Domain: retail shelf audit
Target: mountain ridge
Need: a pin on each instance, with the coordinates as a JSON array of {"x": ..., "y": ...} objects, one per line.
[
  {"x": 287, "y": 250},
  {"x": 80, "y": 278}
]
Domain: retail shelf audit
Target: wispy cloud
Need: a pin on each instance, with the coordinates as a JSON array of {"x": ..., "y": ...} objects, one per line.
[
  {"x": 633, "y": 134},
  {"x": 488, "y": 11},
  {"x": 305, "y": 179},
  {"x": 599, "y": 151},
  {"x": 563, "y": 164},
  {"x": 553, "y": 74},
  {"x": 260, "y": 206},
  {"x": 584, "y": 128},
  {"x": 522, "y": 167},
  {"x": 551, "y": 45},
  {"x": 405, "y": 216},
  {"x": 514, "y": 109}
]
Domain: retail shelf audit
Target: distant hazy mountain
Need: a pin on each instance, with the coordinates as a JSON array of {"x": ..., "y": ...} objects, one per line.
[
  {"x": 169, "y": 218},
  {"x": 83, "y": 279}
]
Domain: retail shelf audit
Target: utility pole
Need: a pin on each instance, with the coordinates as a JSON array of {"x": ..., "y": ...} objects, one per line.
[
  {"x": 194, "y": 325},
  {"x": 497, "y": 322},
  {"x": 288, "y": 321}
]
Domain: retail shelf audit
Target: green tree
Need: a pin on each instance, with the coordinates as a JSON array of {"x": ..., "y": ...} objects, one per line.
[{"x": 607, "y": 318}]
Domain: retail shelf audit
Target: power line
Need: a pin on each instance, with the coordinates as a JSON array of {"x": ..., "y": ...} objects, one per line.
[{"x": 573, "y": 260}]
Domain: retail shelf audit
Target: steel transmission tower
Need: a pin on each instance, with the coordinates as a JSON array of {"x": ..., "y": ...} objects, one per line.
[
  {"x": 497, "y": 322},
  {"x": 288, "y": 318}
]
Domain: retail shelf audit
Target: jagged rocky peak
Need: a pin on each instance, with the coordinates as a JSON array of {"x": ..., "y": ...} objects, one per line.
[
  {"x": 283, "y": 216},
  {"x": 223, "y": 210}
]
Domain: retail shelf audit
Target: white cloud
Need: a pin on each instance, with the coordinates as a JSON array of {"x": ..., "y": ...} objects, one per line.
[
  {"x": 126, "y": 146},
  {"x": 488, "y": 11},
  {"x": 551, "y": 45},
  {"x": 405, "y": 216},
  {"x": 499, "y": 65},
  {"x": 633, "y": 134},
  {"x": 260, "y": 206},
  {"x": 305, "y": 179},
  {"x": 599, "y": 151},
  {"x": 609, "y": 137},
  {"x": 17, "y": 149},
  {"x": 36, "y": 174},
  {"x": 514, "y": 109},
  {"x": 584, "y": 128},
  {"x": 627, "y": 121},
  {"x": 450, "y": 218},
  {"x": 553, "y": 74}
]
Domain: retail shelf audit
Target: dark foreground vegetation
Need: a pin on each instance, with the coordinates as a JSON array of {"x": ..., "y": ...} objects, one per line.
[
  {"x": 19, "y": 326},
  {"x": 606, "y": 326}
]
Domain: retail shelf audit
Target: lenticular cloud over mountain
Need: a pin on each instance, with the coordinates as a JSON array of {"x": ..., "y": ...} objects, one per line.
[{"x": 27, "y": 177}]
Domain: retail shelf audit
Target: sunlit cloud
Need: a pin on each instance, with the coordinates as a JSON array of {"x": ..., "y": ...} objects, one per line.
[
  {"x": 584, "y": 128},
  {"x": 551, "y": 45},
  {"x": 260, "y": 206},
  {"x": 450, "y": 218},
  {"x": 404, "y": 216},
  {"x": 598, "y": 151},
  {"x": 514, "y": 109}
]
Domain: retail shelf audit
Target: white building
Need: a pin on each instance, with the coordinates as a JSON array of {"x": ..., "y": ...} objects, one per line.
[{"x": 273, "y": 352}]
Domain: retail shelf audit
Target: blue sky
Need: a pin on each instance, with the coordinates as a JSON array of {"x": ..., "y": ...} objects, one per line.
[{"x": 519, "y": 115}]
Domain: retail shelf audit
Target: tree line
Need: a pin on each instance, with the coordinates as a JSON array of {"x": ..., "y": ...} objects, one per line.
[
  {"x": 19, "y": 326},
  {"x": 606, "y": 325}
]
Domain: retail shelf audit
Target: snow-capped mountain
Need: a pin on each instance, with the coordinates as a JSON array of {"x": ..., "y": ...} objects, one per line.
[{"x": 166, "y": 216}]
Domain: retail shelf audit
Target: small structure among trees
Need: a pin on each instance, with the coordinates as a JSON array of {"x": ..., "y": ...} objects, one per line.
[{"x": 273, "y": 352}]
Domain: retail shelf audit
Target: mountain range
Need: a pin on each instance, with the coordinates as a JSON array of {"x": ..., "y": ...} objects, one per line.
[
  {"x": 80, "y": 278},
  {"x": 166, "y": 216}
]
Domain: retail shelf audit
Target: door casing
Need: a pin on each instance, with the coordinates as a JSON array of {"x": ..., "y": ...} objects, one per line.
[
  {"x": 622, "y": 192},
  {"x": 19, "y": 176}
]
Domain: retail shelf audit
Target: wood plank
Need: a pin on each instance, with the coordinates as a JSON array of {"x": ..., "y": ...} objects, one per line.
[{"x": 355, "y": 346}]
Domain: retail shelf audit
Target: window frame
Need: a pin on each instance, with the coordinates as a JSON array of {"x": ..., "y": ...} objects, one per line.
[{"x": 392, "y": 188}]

******

(Problem to work on): Write out every record shown above, word for word.

(Right answer):
Domain: retail shelf audit
Target: mountain ridge
Need: a pin on each instance, with the coordinates as a JSON array of {"x": ..., "y": ...} objects, one per line.
[
  {"x": 287, "y": 250},
  {"x": 80, "y": 278}
]
Domain: retail shelf audit
Target: wispy cloud
Need: a pin on each instance, with the coordinates as a JSON array of {"x": ..., "y": ...} objects, one per line.
[
  {"x": 633, "y": 134},
  {"x": 488, "y": 11},
  {"x": 305, "y": 179},
  {"x": 599, "y": 151},
  {"x": 563, "y": 164},
  {"x": 553, "y": 74},
  {"x": 260, "y": 206},
  {"x": 584, "y": 128},
  {"x": 522, "y": 167},
  {"x": 551, "y": 45},
  {"x": 405, "y": 216},
  {"x": 514, "y": 109}
]
Domain: retail shelf audit
Target: distant hazy mountain
Need: a pin on each instance, with the coordinates as a JSON array of {"x": ..., "y": ...} objects, one per line.
[
  {"x": 169, "y": 218},
  {"x": 83, "y": 279}
]
Domain: retail shelf audit
Target: utility pole
Need: a pin on each instance, with the coordinates as a JSON array of {"x": ..., "y": ...} objects, one per line.
[
  {"x": 194, "y": 325},
  {"x": 497, "y": 322},
  {"x": 288, "y": 321}
]
Domain: retail shelf audit
Target: green tree
Need: a pin on each instance, with the coordinates as a JSON array of {"x": ..., "y": ...} objects, one per line.
[{"x": 607, "y": 318}]
Domain: retail shelf audit
Target: power line
Need: a pin on each instance, with the coordinates as a JSON array of {"x": ..., "y": ...} objects, one per line.
[{"x": 573, "y": 260}]
Domain: retail shelf audit
Target: steel transmission tower
Need: a pin on each instance, with the coordinates as a JSON array of {"x": ..., "y": ...} objects, one per line.
[
  {"x": 497, "y": 322},
  {"x": 288, "y": 318}
]
Domain: retail shelf audit
Target: jagged rocky peak
Need: a pin on each instance, with the coordinates as a JSON array of {"x": ..., "y": ...} objects, one per line.
[
  {"x": 283, "y": 216},
  {"x": 223, "y": 210}
]
Domain: retail shelf audit
Target: white cloud
Need: a pin on each instance, with the coordinates as a JSON array of {"x": ..., "y": ...} objects, one per line.
[
  {"x": 126, "y": 146},
  {"x": 488, "y": 11},
  {"x": 551, "y": 45},
  {"x": 405, "y": 216},
  {"x": 499, "y": 65},
  {"x": 633, "y": 134},
  {"x": 260, "y": 206},
  {"x": 305, "y": 179},
  {"x": 599, "y": 151},
  {"x": 609, "y": 137},
  {"x": 17, "y": 149},
  {"x": 36, "y": 174},
  {"x": 514, "y": 109},
  {"x": 584, "y": 128},
  {"x": 627, "y": 121},
  {"x": 450, "y": 218},
  {"x": 553, "y": 74}
]
Domain: retail shelf audit
Target: dark foreground vegetation
Need: a pin on each instance, with the coordinates as a JSON array of {"x": ..., "y": ...} objects, one per line.
[
  {"x": 19, "y": 326},
  {"x": 606, "y": 326}
]
Domain: retail shelf audit
Target: lenticular cloud over mountain
Need: a pin on each instance, with the coordinates as a JSON array of {"x": ..., "y": ...} objects, one per line.
[{"x": 27, "y": 177}]
Domain: retail shelf audit
Target: sunlit cloud
Need: a pin on each instance, with the coordinates as a JSON array of {"x": ..., "y": ...} objects, one per line.
[
  {"x": 584, "y": 128},
  {"x": 551, "y": 45},
  {"x": 260, "y": 206},
  {"x": 450, "y": 218},
  {"x": 404, "y": 216},
  {"x": 598, "y": 151},
  {"x": 514, "y": 109}
]
Domain: retail shelf audit
Target: white building
Need: a pin on each instance, with the coordinates as a JSON array of {"x": ..., "y": ...} objects, one per line.
[{"x": 273, "y": 352}]
Domain: retail shelf audit
Target: blue sky
Need: a pin on each instance, with the coordinates as a JSON array of {"x": ..., "y": ...} objects, one per line.
[{"x": 519, "y": 115}]
Domain: retail shelf audit
Target: tree line
Need: a pin on each instance, with the coordinates as a JSON array of {"x": ..., "y": ...} objects, one per line.
[
  {"x": 19, "y": 326},
  {"x": 606, "y": 325}
]
Domain: retail shelf audit
Target: snow-capped mountain
Need: a pin on each instance, with the coordinates as a JSON array of {"x": ..., "y": ...} objects, one per line.
[{"x": 166, "y": 216}]
Domain: retail shelf audit
Target: small structure among trees
Need: a pin on each instance, with the coordinates as a JSON array of {"x": ..., "y": ...} objects, one per line.
[{"x": 273, "y": 352}]
Domain: retail shelf audit
Target: mountain range
Need: a pin on each instance, with the coordinates as a JSON array of {"x": ..., "y": ...} objects, one per line.
[
  {"x": 80, "y": 278},
  {"x": 166, "y": 216}
]
Domain: retail shelf audit
Target: door casing
Need: a pin on each instance, with the coordinates as a JSON array of {"x": ..., "y": ...} objects, one per line.
[
  {"x": 622, "y": 192},
  {"x": 19, "y": 176}
]
Domain: retail shelf audit
Target: wood plank
Need: a pin on each instance, with the coordinates as a JSON array of {"x": ..., "y": ...} objects, one per line.
[{"x": 355, "y": 346}]
Domain: retail shelf audit
Target: window frame
Need: a pin on each instance, with the coordinates as a JSON array of {"x": ..., "y": ...} objects, one per line.
[{"x": 392, "y": 188}]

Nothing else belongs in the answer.